*TO BE DONE*. Quote exactly, and only, the lines from the one with "Where can the circular" through the end of the listing.

*PROVIDED DATA*.
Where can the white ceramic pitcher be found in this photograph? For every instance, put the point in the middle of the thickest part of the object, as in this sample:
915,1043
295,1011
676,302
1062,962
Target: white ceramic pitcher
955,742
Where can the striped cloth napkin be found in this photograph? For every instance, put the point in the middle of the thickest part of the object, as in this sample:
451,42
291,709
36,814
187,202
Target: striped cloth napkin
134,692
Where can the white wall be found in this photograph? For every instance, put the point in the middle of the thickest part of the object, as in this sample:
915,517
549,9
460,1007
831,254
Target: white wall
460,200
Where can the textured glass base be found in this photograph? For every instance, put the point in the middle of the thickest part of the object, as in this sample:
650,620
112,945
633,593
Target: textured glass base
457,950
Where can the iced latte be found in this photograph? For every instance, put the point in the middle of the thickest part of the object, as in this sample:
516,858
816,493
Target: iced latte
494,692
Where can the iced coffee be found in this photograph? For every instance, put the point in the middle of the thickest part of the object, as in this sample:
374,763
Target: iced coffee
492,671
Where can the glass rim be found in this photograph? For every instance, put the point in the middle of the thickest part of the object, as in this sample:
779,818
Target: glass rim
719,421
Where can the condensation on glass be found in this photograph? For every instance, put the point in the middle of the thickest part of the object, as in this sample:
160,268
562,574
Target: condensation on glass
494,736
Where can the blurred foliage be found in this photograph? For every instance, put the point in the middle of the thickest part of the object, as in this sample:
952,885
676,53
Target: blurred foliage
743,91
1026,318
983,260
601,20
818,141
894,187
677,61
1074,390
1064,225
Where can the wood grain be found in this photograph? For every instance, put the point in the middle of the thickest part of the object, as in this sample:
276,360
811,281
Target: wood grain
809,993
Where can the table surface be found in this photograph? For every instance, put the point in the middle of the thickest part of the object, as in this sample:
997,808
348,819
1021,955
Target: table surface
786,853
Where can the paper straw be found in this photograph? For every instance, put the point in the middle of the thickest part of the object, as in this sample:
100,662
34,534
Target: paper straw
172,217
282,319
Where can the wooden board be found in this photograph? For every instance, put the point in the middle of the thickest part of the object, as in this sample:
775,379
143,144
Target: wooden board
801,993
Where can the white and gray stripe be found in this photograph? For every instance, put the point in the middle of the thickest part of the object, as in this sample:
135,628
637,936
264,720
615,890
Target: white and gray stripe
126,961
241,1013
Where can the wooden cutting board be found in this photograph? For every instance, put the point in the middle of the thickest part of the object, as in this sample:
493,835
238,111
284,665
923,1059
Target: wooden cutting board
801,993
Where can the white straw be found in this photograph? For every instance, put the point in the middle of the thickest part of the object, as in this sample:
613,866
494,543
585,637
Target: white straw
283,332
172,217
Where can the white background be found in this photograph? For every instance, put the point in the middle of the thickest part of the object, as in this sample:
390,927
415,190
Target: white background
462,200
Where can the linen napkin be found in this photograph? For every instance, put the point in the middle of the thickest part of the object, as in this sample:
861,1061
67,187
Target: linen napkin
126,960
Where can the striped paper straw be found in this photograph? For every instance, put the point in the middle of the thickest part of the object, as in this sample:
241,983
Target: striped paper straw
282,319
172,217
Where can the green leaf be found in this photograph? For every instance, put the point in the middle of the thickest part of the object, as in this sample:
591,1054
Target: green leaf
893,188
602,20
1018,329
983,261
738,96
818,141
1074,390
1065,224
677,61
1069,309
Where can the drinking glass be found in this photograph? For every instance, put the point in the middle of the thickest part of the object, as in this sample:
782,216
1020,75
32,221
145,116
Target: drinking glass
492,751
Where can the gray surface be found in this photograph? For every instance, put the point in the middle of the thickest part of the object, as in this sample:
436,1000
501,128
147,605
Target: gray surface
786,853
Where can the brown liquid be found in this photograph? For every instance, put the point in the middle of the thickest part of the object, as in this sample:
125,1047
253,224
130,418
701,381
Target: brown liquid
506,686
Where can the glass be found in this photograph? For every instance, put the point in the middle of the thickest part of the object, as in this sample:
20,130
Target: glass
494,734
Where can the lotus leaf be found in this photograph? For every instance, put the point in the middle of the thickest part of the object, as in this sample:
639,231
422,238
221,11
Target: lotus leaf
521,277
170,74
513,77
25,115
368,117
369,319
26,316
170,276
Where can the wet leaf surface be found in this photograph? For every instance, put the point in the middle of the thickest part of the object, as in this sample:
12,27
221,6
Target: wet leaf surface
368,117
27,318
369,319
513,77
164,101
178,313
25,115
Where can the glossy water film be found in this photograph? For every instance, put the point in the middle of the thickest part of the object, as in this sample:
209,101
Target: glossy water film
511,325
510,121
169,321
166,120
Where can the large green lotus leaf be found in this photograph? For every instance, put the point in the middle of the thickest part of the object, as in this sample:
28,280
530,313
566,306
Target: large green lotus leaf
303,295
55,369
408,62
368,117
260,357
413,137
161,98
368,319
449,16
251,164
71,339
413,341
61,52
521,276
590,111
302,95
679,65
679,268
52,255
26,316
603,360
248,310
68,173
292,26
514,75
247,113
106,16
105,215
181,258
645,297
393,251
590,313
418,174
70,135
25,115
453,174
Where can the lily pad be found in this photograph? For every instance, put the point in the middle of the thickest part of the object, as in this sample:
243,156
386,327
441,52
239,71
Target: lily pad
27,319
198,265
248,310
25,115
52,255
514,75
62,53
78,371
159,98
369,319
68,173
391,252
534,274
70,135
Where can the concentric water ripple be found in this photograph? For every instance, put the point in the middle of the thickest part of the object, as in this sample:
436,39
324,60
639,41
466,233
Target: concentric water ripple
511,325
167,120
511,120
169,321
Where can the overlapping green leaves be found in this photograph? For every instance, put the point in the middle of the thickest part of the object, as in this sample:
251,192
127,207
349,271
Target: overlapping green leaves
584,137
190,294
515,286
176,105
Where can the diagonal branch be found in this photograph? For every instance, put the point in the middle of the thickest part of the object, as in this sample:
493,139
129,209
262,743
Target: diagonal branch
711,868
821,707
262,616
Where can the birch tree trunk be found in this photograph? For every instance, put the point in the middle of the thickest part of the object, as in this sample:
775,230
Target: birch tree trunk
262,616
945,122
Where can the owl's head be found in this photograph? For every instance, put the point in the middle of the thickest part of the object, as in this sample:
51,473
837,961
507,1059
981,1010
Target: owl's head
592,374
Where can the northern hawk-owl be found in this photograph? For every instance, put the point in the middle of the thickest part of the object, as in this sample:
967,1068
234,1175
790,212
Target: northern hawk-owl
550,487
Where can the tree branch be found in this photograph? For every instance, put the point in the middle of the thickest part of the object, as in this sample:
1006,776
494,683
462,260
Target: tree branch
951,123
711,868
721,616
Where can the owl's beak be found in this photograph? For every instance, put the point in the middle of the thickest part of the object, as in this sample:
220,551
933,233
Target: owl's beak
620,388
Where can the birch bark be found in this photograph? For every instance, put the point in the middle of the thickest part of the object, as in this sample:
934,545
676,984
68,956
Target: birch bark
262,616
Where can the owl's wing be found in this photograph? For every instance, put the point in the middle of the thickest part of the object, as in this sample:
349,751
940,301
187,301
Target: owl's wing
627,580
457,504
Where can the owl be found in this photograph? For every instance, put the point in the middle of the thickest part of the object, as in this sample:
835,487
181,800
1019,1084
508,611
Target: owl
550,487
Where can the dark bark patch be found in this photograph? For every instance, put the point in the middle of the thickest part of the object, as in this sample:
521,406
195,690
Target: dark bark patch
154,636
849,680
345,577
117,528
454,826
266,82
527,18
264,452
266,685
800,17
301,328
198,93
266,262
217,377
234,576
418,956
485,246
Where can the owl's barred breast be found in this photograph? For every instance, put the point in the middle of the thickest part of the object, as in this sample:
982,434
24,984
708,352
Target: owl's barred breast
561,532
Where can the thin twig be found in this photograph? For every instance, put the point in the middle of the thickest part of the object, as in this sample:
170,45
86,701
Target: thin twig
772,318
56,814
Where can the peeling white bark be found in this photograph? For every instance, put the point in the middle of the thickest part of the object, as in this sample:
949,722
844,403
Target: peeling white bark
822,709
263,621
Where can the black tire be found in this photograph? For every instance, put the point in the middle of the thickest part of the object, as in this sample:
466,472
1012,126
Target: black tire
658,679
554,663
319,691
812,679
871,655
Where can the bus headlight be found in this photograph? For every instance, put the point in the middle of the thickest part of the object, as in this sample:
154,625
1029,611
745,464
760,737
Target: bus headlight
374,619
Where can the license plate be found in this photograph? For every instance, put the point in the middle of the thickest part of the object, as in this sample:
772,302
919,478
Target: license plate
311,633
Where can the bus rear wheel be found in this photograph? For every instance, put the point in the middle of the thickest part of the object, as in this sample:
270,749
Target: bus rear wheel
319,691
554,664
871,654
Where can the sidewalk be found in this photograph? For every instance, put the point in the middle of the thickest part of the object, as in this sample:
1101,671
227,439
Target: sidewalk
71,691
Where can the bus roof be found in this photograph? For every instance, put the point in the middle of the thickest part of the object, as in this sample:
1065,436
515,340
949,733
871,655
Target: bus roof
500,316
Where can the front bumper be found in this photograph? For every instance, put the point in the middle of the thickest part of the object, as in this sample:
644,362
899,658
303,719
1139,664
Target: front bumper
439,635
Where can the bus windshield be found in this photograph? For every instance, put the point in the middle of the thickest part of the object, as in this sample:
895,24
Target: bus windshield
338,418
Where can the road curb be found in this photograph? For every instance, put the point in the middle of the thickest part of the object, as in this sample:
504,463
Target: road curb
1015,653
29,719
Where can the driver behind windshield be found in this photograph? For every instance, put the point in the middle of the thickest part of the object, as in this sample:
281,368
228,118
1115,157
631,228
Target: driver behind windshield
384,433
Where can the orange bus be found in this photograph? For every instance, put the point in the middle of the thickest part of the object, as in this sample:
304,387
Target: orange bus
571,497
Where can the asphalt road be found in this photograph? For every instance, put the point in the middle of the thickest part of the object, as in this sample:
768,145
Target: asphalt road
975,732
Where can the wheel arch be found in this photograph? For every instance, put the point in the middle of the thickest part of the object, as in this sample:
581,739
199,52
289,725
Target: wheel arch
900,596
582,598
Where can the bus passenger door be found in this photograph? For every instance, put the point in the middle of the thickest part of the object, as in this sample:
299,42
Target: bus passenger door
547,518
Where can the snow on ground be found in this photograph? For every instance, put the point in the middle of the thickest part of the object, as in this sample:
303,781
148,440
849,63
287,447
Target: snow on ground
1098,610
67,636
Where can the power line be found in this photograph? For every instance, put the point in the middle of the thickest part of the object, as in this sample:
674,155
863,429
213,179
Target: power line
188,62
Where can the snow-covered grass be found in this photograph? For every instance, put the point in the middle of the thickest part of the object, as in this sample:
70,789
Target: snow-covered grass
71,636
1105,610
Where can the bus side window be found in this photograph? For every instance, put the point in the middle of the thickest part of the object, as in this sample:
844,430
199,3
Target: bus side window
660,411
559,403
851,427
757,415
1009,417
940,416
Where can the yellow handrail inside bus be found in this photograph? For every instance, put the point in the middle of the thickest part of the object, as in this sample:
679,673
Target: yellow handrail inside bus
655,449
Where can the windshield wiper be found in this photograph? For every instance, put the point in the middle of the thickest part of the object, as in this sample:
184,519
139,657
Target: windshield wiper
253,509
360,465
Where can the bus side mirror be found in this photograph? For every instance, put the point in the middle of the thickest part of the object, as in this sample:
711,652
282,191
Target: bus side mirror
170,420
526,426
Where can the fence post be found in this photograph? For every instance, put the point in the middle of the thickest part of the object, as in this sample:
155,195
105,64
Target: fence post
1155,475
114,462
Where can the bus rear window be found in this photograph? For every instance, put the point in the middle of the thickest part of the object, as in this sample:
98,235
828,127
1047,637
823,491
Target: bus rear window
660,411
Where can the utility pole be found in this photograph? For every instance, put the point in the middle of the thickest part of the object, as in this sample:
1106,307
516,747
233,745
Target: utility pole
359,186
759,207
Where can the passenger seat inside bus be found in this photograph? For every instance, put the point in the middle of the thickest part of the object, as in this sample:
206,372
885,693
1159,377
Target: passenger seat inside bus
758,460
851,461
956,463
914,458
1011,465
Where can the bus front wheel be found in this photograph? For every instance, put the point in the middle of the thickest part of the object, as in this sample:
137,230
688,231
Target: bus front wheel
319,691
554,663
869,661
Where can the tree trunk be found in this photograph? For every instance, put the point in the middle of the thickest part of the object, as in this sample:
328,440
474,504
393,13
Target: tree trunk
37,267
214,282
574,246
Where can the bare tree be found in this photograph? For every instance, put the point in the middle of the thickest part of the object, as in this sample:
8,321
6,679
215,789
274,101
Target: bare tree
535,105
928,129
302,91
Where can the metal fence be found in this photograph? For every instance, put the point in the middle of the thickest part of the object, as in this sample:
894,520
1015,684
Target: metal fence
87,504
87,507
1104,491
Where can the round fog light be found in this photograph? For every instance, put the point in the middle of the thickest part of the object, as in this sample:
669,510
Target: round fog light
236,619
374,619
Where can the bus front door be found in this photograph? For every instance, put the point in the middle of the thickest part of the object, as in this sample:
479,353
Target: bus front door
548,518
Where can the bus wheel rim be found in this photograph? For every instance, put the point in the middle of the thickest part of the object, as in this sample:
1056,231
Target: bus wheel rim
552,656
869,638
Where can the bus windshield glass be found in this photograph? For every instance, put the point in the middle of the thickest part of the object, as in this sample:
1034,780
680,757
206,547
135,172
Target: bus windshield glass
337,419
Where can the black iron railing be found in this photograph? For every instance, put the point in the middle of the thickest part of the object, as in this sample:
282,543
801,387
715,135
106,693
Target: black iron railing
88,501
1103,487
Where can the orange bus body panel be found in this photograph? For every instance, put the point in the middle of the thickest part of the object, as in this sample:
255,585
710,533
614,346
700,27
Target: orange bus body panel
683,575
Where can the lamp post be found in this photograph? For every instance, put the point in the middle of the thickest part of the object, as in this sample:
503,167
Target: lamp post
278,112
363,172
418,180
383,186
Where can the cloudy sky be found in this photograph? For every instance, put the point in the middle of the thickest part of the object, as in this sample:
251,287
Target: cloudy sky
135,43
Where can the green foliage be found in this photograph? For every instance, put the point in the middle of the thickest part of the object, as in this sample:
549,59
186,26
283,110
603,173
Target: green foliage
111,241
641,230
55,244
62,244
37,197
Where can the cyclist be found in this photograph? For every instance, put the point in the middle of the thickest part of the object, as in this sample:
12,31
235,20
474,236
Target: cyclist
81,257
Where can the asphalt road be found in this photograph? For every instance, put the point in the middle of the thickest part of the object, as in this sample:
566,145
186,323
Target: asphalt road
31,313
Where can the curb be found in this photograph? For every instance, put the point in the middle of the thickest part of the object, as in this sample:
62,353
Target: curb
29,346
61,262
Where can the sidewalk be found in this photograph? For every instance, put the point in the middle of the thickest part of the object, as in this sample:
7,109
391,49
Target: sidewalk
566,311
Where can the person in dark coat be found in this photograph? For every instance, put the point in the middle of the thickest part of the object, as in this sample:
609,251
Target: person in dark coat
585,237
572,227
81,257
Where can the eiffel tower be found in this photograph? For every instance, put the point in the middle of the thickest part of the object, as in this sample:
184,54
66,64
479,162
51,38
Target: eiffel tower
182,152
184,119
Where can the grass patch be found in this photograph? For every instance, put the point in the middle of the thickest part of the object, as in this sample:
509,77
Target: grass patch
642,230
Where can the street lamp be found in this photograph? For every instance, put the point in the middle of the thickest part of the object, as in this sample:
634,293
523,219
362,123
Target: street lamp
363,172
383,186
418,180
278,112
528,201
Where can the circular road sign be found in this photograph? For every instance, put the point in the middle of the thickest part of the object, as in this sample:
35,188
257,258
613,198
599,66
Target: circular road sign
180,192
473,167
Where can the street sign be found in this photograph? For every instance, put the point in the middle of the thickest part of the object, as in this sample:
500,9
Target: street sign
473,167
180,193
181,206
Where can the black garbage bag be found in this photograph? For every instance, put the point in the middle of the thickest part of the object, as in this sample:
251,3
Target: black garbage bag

*ANSWER TO THE EXERCISE*.
Where can the circular road sign be found in this photograph? For every instance, put the point in the middle of the thickest part of the object, as in this sample:
35,188
257,258
613,198
599,66
Target: circular road sign
180,192
473,167
Where can the street sign be found in this photograph? For every instance, put the point in the middle of the thickest part of the object, as in this sample:
500,9
Target: street sign
473,167
180,193
181,206
Where can the black garbage bag be found in this photograph? For every instance, put the point in the middle of the thickest part of the object, as in this sample:
251,3
Target: black garbage bag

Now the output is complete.